Your objective: Filter the data below for the string "louvered" and copy each matching line.

Extracted data entries:
_ _ _ _ _

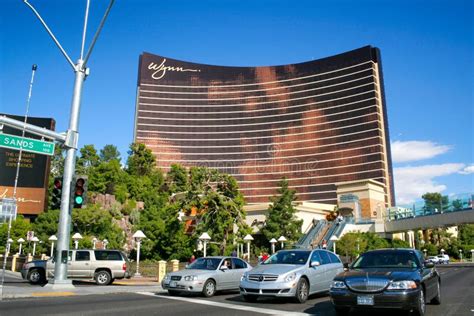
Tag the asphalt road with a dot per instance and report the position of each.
(457, 295)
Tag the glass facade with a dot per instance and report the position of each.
(315, 123)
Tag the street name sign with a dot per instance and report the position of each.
(26, 144)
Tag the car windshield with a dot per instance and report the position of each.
(288, 257)
(205, 264)
(395, 259)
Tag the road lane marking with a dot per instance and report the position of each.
(226, 305)
(52, 294)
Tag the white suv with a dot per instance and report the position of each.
(103, 266)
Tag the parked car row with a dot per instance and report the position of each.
(388, 278)
(439, 259)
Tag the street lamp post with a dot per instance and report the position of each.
(205, 238)
(34, 240)
(52, 239)
(273, 241)
(282, 239)
(139, 235)
(20, 241)
(248, 239)
(334, 239)
(76, 237)
(9, 243)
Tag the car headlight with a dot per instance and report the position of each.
(190, 278)
(402, 285)
(290, 277)
(338, 285)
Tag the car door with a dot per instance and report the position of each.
(326, 263)
(225, 276)
(81, 264)
(428, 277)
(336, 265)
(238, 268)
(316, 273)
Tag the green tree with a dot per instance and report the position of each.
(351, 245)
(435, 201)
(457, 205)
(87, 161)
(221, 208)
(108, 153)
(466, 234)
(106, 176)
(398, 243)
(93, 221)
(141, 161)
(281, 218)
(177, 179)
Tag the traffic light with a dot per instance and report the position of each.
(80, 190)
(56, 194)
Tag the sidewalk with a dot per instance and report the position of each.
(16, 287)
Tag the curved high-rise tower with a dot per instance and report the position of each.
(315, 123)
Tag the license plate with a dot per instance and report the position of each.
(365, 300)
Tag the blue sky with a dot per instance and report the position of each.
(427, 49)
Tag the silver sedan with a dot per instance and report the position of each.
(291, 273)
(207, 275)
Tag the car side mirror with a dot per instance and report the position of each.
(429, 264)
(315, 263)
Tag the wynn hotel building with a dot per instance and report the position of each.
(315, 123)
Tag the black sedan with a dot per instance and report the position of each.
(387, 278)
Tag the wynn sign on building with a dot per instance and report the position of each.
(316, 123)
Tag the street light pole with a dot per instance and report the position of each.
(52, 238)
(139, 235)
(81, 71)
(273, 241)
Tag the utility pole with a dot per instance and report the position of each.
(81, 71)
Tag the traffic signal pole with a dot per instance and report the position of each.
(81, 71)
(64, 229)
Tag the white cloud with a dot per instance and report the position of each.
(412, 182)
(467, 170)
(416, 150)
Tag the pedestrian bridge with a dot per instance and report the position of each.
(452, 218)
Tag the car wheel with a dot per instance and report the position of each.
(36, 276)
(437, 299)
(250, 298)
(302, 291)
(342, 311)
(421, 304)
(103, 278)
(209, 288)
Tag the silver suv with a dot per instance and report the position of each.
(103, 266)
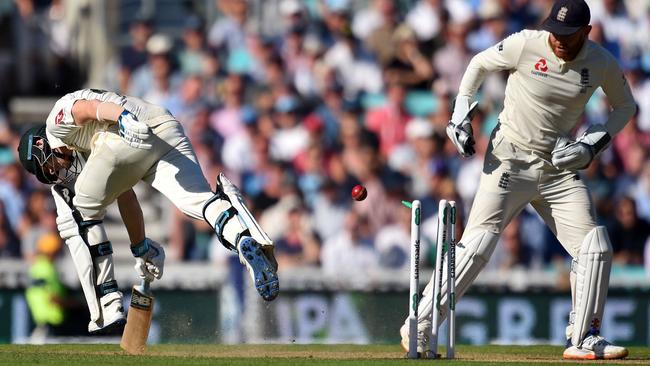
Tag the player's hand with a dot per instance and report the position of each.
(149, 259)
(459, 128)
(576, 155)
(571, 155)
(133, 131)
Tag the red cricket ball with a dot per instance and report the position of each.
(359, 192)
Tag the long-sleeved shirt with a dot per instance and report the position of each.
(545, 95)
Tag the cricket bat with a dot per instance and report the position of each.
(138, 321)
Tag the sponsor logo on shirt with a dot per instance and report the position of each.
(584, 80)
(504, 181)
(540, 68)
(561, 15)
(58, 118)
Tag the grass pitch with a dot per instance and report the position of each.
(270, 355)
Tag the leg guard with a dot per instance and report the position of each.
(111, 312)
(471, 256)
(592, 269)
(238, 230)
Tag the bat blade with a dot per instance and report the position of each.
(138, 321)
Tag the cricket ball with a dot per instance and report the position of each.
(359, 193)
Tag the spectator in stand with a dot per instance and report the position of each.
(291, 136)
(416, 156)
(425, 18)
(226, 120)
(630, 233)
(39, 219)
(450, 62)
(13, 192)
(392, 243)
(156, 80)
(355, 67)
(46, 295)
(378, 41)
(187, 103)
(356, 241)
(298, 246)
(407, 65)
(134, 55)
(228, 33)
(9, 242)
(641, 192)
(191, 55)
(389, 121)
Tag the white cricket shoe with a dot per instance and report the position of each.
(423, 340)
(595, 347)
(112, 320)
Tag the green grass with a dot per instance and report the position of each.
(270, 355)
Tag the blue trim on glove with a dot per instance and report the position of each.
(141, 248)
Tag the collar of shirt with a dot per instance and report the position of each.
(562, 63)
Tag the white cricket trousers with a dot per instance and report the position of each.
(170, 167)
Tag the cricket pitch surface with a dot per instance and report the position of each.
(270, 355)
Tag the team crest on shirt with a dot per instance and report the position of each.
(541, 68)
(58, 118)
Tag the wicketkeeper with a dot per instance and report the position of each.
(533, 159)
(95, 146)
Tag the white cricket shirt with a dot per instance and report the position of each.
(61, 129)
(545, 95)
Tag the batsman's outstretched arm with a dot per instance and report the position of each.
(87, 110)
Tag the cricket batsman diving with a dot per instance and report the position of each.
(533, 159)
(95, 146)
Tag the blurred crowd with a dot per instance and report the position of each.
(298, 101)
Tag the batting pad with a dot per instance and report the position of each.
(592, 280)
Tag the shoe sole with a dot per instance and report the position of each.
(264, 276)
(115, 328)
(594, 357)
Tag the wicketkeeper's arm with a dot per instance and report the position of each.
(502, 56)
(619, 96)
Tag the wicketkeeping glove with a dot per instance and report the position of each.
(576, 155)
(459, 129)
(149, 259)
(133, 131)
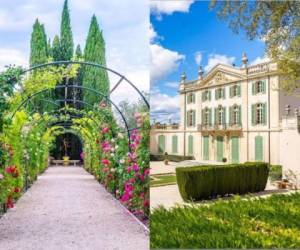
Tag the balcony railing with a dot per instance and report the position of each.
(220, 127)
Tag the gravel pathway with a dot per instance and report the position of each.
(68, 209)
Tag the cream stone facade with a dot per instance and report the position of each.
(233, 115)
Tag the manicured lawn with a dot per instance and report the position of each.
(162, 180)
(272, 222)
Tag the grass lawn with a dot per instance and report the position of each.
(162, 180)
(272, 222)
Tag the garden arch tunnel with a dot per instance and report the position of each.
(26, 101)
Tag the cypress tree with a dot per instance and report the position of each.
(94, 51)
(66, 37)
(38, 45)
(56, 49)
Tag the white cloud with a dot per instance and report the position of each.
(259, 60)
(169, 7)
(12, 56)
(173, 85)
(163, 61)
(163, 106)
(214, 59)
(198, 57)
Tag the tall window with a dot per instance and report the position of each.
(258, 87)
(259, 114)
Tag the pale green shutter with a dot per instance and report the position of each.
(240, 115)
(174, 144)
(231, 115)
(258, 148)
(161, 144)
(205, 148)
(224, 116)
(235, 149)
(264, 113)
(253, 111)
(263, 86)
(239, 90)
(190, 145)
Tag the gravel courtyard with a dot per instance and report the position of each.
(68, 209)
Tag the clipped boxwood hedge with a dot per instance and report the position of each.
(175, 158)
(204, 182)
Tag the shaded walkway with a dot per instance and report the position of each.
(68, 209)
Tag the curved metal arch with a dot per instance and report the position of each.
(122, 77)
(77, 87)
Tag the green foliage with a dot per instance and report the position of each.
(94, 51)
(257, 223)
(56, 53)
(204, 182)
(278, 23)
(38, 45)
(66, 36)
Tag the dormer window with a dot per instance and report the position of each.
(258, 87)
(220, 93)
(235, 90)
(206, 95)
(191, 98)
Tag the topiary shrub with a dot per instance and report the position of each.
(204, 182)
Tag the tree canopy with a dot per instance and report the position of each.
(275, 22)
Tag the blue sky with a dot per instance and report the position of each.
(127, 43)
(186, 34)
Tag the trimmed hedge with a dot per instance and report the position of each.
(204, 182)
(175, 158)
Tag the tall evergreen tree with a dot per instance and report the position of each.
(94, 51)
(78, 52)
(66, 37)
(56, 49)
(38, 45)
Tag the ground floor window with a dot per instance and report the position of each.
(190, 145)
(161, 143)
(174, 144)
(206, 148)
(258, 148)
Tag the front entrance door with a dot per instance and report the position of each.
(235, 149)
(220, 148)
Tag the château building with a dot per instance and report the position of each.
(233, 115)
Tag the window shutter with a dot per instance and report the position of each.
(224, 116)
(194, 117)
(253, 110)
(264, 113)
(230, 115)
(240, 115)
(215, 116)
(263, 86)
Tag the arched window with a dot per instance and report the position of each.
(161, 144)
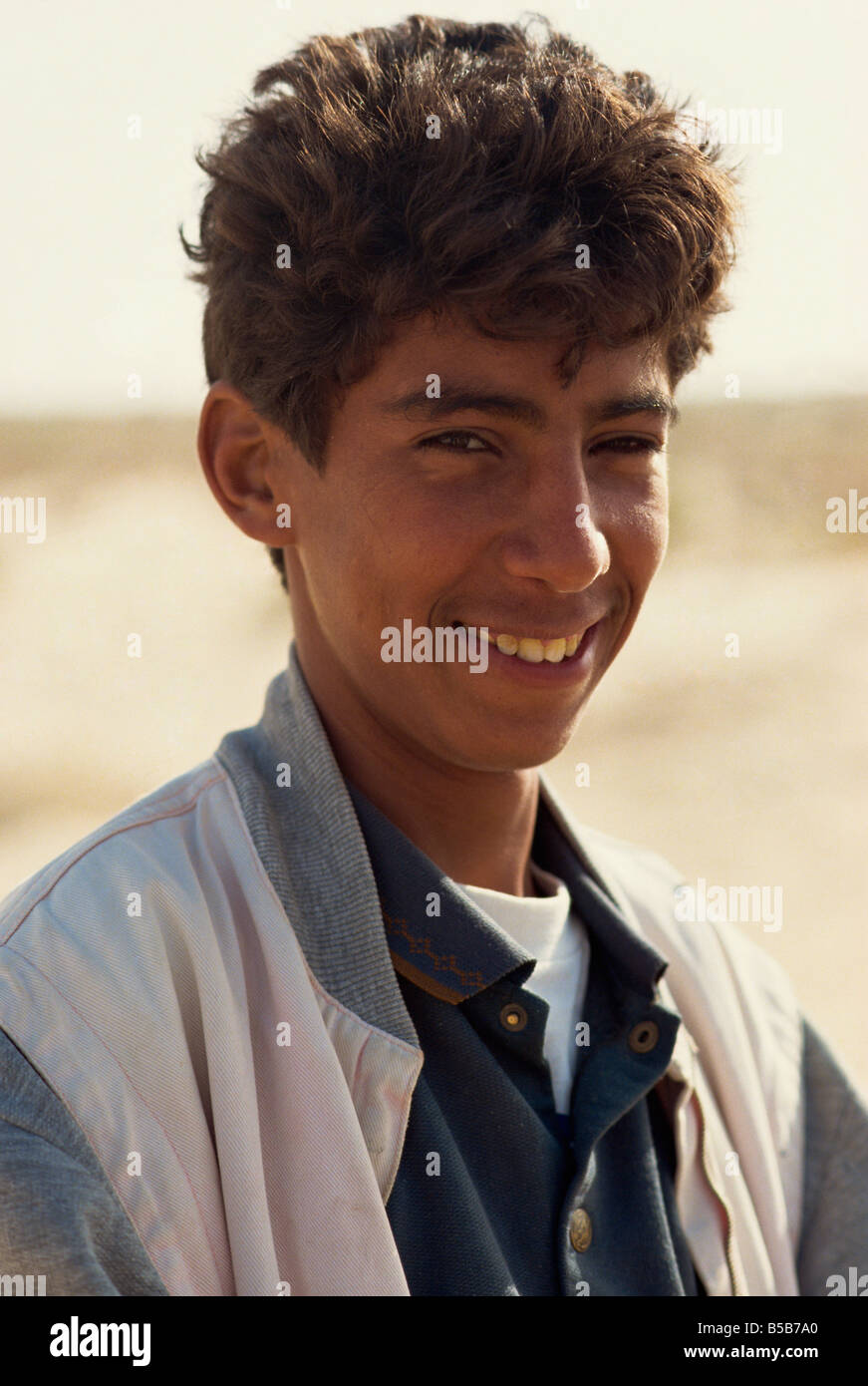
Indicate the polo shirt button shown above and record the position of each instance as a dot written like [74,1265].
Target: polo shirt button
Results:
[644,1037]
[512,1016]
[580,1229]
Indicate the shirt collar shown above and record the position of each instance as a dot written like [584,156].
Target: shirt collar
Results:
[440,941]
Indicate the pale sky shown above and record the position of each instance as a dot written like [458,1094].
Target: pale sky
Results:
[95,273]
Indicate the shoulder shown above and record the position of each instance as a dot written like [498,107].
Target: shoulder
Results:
[158,845]
[651,884]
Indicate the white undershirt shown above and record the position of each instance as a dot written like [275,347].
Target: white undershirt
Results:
[550,931]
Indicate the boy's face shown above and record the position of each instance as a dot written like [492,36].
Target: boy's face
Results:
[471,518]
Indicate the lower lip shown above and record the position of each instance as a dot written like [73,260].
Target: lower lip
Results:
[546,674]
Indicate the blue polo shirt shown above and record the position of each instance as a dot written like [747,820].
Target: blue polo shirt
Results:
[496,1194]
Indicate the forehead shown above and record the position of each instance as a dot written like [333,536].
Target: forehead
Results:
[455,352]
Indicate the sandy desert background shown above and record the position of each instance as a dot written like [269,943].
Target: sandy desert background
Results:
[743,771]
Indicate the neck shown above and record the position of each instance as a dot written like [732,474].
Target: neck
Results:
[475,825]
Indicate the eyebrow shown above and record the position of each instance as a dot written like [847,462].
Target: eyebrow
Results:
[455,398]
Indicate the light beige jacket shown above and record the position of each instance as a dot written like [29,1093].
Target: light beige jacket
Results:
[149,973]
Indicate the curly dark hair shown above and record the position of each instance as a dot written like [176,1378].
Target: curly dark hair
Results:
[434,166]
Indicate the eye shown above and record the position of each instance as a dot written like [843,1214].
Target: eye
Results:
[629,444]
[454,441]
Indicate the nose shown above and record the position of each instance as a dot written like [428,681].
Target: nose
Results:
[558,538]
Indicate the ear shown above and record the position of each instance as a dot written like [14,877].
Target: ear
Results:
[245,463]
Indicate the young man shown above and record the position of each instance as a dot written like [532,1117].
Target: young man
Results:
[353,1008]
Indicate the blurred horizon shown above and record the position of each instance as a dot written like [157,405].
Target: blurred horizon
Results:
[740,771]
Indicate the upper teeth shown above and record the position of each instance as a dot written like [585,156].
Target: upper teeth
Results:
[534,650]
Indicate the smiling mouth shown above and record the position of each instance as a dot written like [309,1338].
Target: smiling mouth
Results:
[529,647]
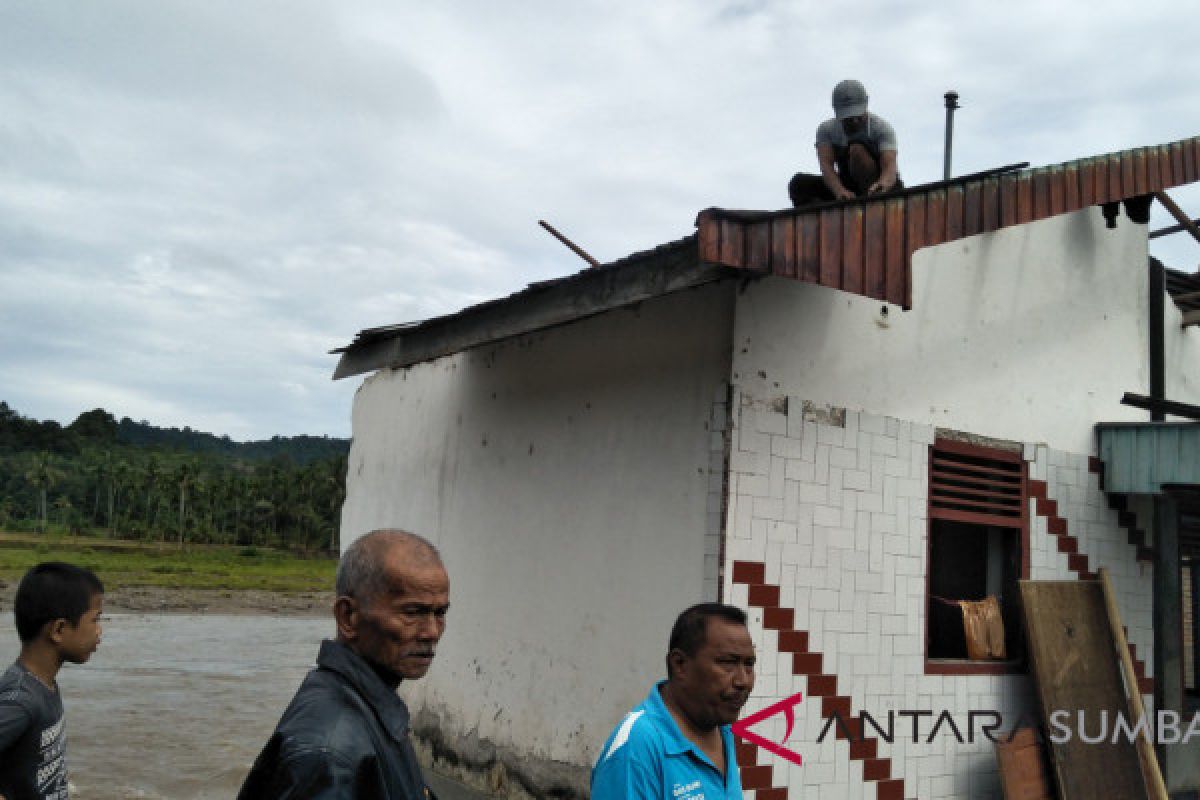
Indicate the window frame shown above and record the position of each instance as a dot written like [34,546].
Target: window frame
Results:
[965,666]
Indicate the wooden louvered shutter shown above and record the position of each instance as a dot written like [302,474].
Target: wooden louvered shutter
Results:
[976,485]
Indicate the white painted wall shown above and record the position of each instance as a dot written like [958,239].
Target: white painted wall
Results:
[1029,334]
[1181,354]
[567,477]
[838,515]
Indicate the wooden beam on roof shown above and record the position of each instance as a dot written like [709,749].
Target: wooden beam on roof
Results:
[1169,230]
[1177,212]
[1164,405]
[589,293]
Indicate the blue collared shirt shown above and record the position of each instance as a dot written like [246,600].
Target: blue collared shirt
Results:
[648,758]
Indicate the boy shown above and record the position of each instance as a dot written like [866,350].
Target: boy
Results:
[58,611]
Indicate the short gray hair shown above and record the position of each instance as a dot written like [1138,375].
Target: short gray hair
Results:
[360,573]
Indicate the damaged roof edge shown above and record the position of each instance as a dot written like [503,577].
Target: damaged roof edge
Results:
[544,305]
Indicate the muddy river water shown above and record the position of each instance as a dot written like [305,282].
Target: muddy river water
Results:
[177,707]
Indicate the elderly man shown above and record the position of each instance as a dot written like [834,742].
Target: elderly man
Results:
[346,733]
[677,745]
[856,150]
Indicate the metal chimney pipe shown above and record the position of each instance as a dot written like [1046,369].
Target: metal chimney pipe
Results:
[952,102]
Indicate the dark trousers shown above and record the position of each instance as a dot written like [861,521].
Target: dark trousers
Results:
[858,168]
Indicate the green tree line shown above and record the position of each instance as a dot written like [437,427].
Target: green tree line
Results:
[130,480]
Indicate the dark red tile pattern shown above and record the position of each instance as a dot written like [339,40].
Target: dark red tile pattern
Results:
[865,246]
[1128,519]
[821,685]
[1078,561]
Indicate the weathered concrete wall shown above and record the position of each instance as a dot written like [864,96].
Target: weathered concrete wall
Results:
[573,482]
[835,509]
[1030,334]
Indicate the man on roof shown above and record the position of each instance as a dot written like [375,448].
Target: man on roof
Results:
[856,149]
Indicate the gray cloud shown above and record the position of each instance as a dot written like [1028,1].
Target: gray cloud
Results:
[197,200]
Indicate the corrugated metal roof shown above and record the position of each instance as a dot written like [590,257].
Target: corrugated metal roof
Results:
[865,246]
[1143,457]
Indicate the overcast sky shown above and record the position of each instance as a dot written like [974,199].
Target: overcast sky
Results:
[199,199]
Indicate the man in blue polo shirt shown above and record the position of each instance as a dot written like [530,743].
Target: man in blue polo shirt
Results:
[677,745]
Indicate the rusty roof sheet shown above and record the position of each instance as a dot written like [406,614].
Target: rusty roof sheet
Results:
[865,246]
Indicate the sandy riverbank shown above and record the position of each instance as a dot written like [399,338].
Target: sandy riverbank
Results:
[204,601]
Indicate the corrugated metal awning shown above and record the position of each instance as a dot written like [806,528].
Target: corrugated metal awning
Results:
[1143,457]
[865,246]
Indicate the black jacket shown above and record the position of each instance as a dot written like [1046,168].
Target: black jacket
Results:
[345,737]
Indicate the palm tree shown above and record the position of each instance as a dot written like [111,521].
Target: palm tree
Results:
[43,474]
[120,477]
[185,475]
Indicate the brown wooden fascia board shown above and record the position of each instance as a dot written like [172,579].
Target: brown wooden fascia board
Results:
[845,250]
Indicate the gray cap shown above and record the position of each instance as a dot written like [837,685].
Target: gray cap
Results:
[849,100]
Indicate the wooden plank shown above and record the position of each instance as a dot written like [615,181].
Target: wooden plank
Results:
[1179,168]
[1128,185]
[989,205]
[1087,182]
[1024,199]
[1042,180]
[916,208]
[1102,180]
[1075,669]
[831,248]
[954,212]
[783,247]
[852,248]
[593,292]
[732,244]
[1023,769]
[757,247]
[972,210]
[1150,773]
[1156,163]
[1009,188]
[875,246]
[809,246]
[1071,190]
[935,217]
[1115,167]
[897,259]
[709,240]
[1177,212]
[1057,192]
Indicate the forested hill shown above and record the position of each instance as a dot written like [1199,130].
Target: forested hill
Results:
[132,480]
[99,427]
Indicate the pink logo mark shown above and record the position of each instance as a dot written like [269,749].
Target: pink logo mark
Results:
[785,707]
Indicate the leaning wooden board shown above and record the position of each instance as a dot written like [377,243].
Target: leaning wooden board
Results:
[1075,669]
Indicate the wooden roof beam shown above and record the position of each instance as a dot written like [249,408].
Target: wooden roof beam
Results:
[1177,212]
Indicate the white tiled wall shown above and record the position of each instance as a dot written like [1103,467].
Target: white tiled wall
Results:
[834,504]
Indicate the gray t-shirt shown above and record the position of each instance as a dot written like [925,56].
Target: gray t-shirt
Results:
[33,739]
[879,132]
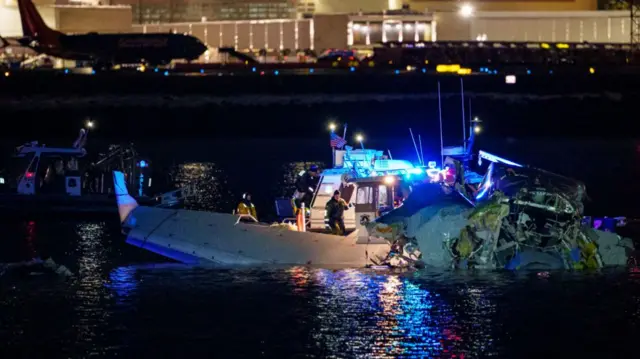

_ _ _ _ _

Solution for this exercise:
Indicate the wooden louvered shutter shown above and record the position of each instance as a dot written like [302,474].
Target: wooden louvered shutter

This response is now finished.